======== Alıntı metin

Halife dilerse, kardeşini veya oğlunu tavsiye edebilir. Nitekim Hz.
Ömer’e (Yerine halife olarak oğlunu tayin et!) dediklerinde onlara,
(Hilafet zor bir iştir. Bir aileden bir kurban kâfidir) buyurarak oğlunu
halife olarak vasiyet etmedi. Etseydi elbette caiz olurdu. İctihad kapısını kimse kapatmamıştır. Ehli olmadığı için kendiliğinden
kapanmıştır. İctihad edip etmemekle, geri kalışımızın bir alâkası yoktur.
Binlerce insan kendisinin ehil olup olmadığına bakmadan, kitap yazıyor.
Mâdem ictihad yapılmadığından geri kaldık. Şimdi herkes ictihad yaptığı
halde niçin ilerlemiyoruz? 2- Sultanlara
ses çıkarmayan âlimler, birer saray mollasıdır. Resmi vazife alan Osmanlı
şeyhülislamları da birer saray ulemasıdır. Müslümanlıkta bütün başlar Allah’a bağlıdır. Sultanlık sisteminde
ise, baş başa, baş padişaha bağlıdır. Bu bakımdan müslümanlığı yıkan emirlik [amirlik] sistemidir. Emirin her emrine itaat eden, kula kul olmuş demektir. CEVAP
Mezhepsiz yazar, amire, idareciye gösterilmesi gereken
itaati kırmak, disiplini bozmak ve anarşi çıkarmak istiyor. Halbuki
dinimiz emire [amire, idareciye] itaati emretmektedir. Kur'an-ı kerimde mealen buyuruluyor ki: (Ey iman
edenler, Allah’a itaat edin, Peygambere
ve sizden olan emirlere itaat edin!) [Nisa 59] Hadis-i şeriflerde de buyuruluyor ki: (Siyah başlı habeşli bir köle de olsa emirinize
itaat edin!)
[Buhari] (Emirinizin beğenmediğiniz işlerine sabredin! Çünkü cemaatten
bir karış ayrılan [itaatsizlik eden, fitne çıkaran] cahiliye ölümü ile [yani imansız] ölmüş olur.) [Buhari] Peygamber efendimiz, dine riayet etmeyen, şeytan gibi emirlerin
geleceği zamanlar olacağını bildirince, Eshab-ı kiramdan Hz. Huzeyfe,
(Ya Resulullah o zamana yetiştirsem ne yapayım?)
diye sordu. Resulullah buyurdu ki: (Sırtına vurup malını alsa da, emirin sözünü
dinle ve ona itaat et!) [Buhari] Hadika’da ve Redd-ül-muhtar’da (Emire
isyan etmek fitnedir. Zalim olan emire de
itaat vaciptir. Berika’da ise, (Emirin
dine uymayan emirlerine fitneye sebep olmamak için karşı gelmemelidir!)

================

> _Yapacaklarınız_
• A. Alıntı metni iki cümleyle özetleyin.
• B. Alıntı metinde "[Buhari] (Emirinizin beğenmediğiniz" ifadesinden "yetiştirsem ne yapayım?)" ifadesine kadar olan kısmı aynen kopyalayın.

======== Verilen satırlar

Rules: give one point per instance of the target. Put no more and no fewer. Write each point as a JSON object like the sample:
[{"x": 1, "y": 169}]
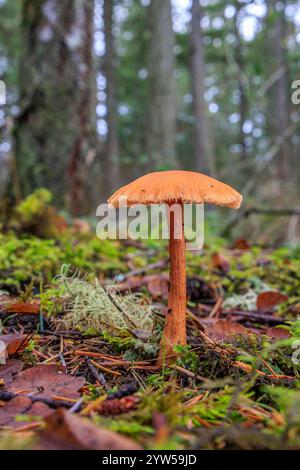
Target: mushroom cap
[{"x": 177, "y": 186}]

================
======== Verilen satırlar

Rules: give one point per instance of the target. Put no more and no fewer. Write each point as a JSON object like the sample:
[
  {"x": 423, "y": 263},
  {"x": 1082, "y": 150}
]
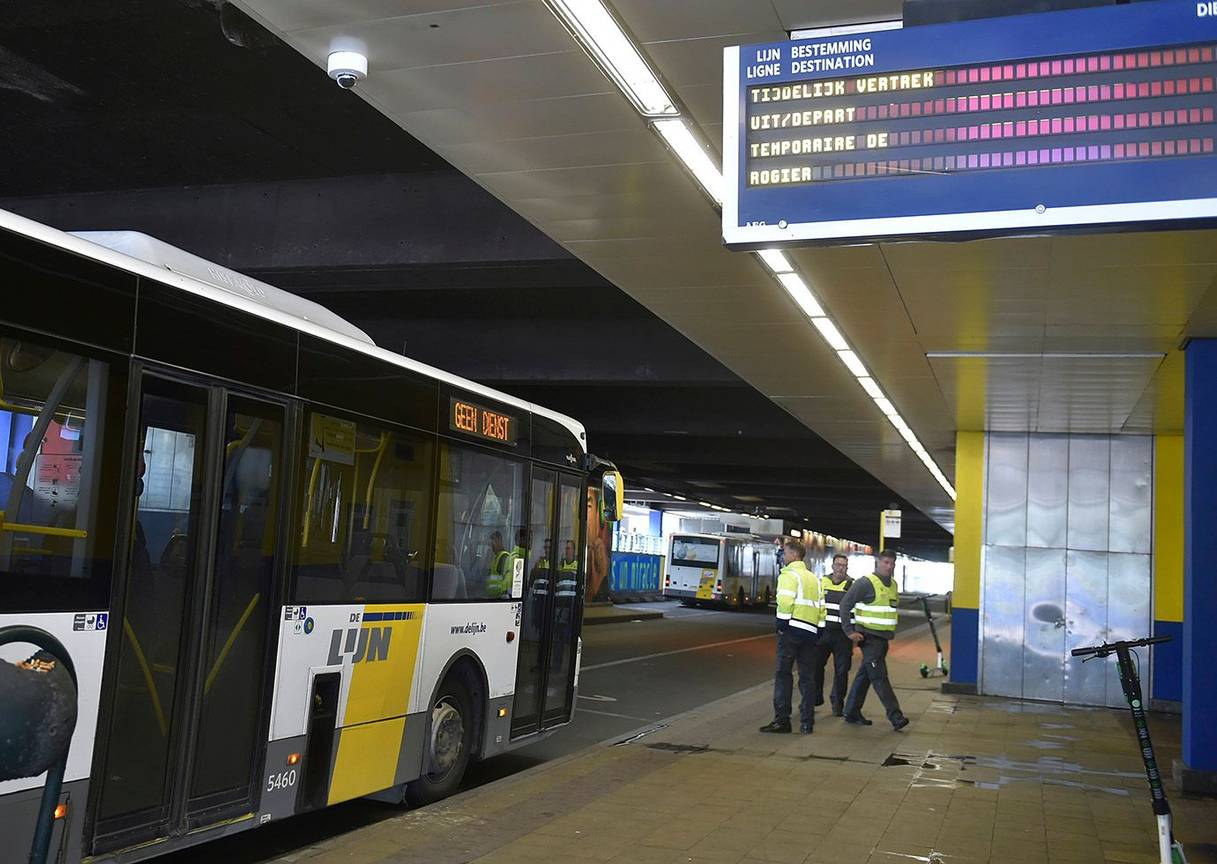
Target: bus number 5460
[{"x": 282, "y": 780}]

================
======== Verilen satırlar

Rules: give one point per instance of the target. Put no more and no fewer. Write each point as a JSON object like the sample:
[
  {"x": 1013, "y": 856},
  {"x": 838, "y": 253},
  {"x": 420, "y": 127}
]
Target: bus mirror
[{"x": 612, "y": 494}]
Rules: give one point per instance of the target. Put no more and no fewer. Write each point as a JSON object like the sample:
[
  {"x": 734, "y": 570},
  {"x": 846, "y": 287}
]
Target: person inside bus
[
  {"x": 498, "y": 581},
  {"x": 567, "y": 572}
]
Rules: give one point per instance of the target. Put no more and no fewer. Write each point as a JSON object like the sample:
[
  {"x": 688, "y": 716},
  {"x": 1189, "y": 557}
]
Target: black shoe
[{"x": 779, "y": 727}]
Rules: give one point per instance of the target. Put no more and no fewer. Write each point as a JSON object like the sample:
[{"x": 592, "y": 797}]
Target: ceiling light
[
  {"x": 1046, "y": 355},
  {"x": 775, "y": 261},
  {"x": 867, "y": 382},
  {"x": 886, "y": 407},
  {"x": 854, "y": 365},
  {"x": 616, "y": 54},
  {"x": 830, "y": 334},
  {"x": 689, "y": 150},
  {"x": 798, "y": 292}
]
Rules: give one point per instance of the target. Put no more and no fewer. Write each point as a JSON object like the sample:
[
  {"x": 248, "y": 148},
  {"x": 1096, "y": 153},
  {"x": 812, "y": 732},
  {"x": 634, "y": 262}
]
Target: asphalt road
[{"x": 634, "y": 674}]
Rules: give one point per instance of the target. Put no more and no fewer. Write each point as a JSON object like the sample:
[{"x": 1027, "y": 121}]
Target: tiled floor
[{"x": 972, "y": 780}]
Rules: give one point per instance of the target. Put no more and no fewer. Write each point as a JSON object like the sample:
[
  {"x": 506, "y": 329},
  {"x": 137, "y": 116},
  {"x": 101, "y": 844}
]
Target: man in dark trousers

================

> _Alıştırma çözümleri_
• A. Metne göre halife dilerse kardeşini veya oğlunu tavsiye edebilir; ictihad kapısını ise kimse kapatmamış, ehli olmadığı için kendiliğinden kapanmıştır. Sultanlara ses çıkarmayan âlimlerin saray mollası olduğu ve emirlik sisteminin müslümanlığı yıktığı görüşüne karşı metin, Nisa 59'a ve hadislere dayanarak dinin emire itaati emrettiğini ve zalim olan emire de itaatin vacip olduğunu savunur.

• B.
[Buhari] (Emirinizin beğenmediğiniz işlerine sabredin! Çünkü cemaatten
bir karış ayrılan [itaatsizlik eden, fitne çıkaran] cahiliye ölümü ile [yani imansız] ölmüş olur.) [Buhari] Peygamber efendimiz, dine riayet etmeyen, şeytan gibi emirlerin
geleceği zamanlar olacağını bildirince, Eshab-ı kiramdan Hz. Huzeyfe,
(Ya Resulullah o zamana yetiştirsem ne yapayım?)